### TEXT BLOCK
((
[gcc r17-976] aarch64: add zeroing forms for predicated SVE top FP conversions

Artemiy Volkov via Gcc-cvs Fri, 29 May 2026 04:34:50 -0700

https://gcc.gnu.org/g:2b371286fd58c8b59b9de2f062ae51e29a2d4e8d


commit r17-976-g2b371286fd58c8b59b9de2f062ae51e29a2d4e8d
Author: Artemiy Volkov <[email protected]>
Date:   Sat Jan 10 07:40:59 2026 +0000

    aarch64: add zeroing forms for predicated SVE top FP conversions
    
    SVE2.2 (or in streaming mode, SME2.2) adds support for zeroing
    predication for the following SVE FP conversion instructions:
    
    SVE1:
            - BFCVTNT (Single-precision convert to BFloat16 (top, predicated))
    
    SVE2:
            - FCVTLT (Floating-point widening convert (top, predicated))
            - FCVTNT (Floating-point narrowing convert (top, predicated))
            - FCVTXNT (Double-precision convert to single-precision, rounding
              to odd (top, predicated))
    
    Additionally, this patch implements corresponding intrinsics documented in
    the ACLE manual [0] with the following signatures:
    
    svfloat{32,64}_t svcvtlt_{f32[_f16],_f64[_f32]}_z
      (svbool_t pg, svfloat{16,32}_t op);
    
    sv{bfloat16,float16,float32}_t svcvtnt_{f16[_f32],_f32[_f64],_bf16[_f32]}_z
      (sv{bfloat16,float16,float32}_t even, svbool_t pg, svfloat{32,64}_t op);
    
    svfloat32_t svcvtxnt_f32[_f64]_z
      (svfloat32_t even, svbool_t pg, svfloat64_t op);
    
    This patch adds an alternative that emits a single zeroing-predication
    form of the instructions mentioned above (as long as the sve2p2_or_sme2p2
    condition holds) to corresponding RTL patterns.  For narrowing conversions
    ([B]FCVTNT and FCVTXNT), since an additional merge operand controlling the
    values of inactive lanes is required, the intrinsics have been changed to
    use the new top_narrowing_convert SVE function base class; this new class
    injects a const_vector selector operand at expand time.  Depending on the
    value of this operand, either the destination vector or a constant zero
    vector is used to supply values for inactive lanes.
))
### PROBLEM SET
• A. Reproduce the entries that follow, word for word and in their original order.
• B. Continue the commit message about zeroing forms for SVE top FP conversions from where it stops.

### EXERCISE MATERIALS
((
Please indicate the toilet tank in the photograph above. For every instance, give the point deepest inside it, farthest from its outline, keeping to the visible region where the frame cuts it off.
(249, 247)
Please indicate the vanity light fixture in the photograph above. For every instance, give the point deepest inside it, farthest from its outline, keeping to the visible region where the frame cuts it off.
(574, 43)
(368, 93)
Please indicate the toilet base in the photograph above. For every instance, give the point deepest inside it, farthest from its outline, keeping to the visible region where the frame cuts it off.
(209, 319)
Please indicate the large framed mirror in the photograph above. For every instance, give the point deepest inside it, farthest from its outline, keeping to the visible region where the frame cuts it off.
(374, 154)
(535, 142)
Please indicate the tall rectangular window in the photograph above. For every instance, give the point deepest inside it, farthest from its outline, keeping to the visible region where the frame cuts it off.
))
### RESPONSES IN ORDER
• A.
Please indicate the toilet tank in the photograph above. For every instance, give the point deepest inside it, farthest from its outline, keeping to the visible region where the frame cuts it off.
(249, 247)
Please indicate the vanity light fixture in the photograph above. For every instance, give the point deepest inside it, farthest from its outline, keeping to the visible region where the frame cuts it off.
(574, 43)
(368, 93)
Please indicate the toilet base in the photograph above. For every instance, give the point deepest inside it, farthest from its outline, keeping to the visible region where the frame cuts it off.
(209, 319)
Please indicate the large framed mirror in the photograph above. For every instance, give the point deepest inside it, farthest from its outline, keeping to the visible region where the frame cuts it off.
(374, 154)
(535, 142)
Please indicate the tall rectangular window in the photograph above. For every instance, give the point deepest inside it, farthest from its outline, keeping to the visible region where the frame cuts it off.

• B.
    
    The new tests all have "_z" in their names since they only cover the
    zeroing-predication versions of their respective intrinsics.
    
    [0] https://github.com/ARM-software/acle
    
    gcc/ChangeLog:
    
            * config/aarch64/aarch64-sve-builtins-base.cc (class svcvtnt_impl):
            Remove.
            (svcvtnt): Redefine using narrowing_top_convert.
            * config/aarch64/aarch64-sve-builtins-functions.h
            (class narrowing_top_convert): New SVE function base class.
            (NARROWING_TOP_CONVERT0): New function-like macro for specializing
            narrowing_top_convert.
            (NARROWING_TOP_CONVERT1): Likewise.
            * config/aarch64/aarch64-sve-builtins-sve2.cc (class svcvtxnt_impl):
            Remove.
            (svcvtxnt): Redefine using narrowing_top_convert.
            * config/aarch64/aarch64-sve-builtins-sve2.def (svcvtlt): Allow
            zeroing predication.
            (svcvtnt): Likewise.
            (svcvtxnt): Likewise.
            * config/aarch64/aarch64-sve.md (@aarch64_sve_cvtnt<mode>):
            Convert to compact syntax. Add operand 4 for values of
            inactive lanes.  New alternative for zeroing predication.
            * config/aarch64/aarch64-sve2.md
            (*cond_<sve_fp_op><mode>_relaxed): Convert to compact syntax.
            New alternative for zeroing predication.
            (*cond_<sve_fp_op><mode>_strict): Likewise.
            (@aarch64_sve_cvtnt<mode>): Convert to compact syntax. Add
            operand 4 for values of inactive lanes.  New alternative for
            zeroing predication.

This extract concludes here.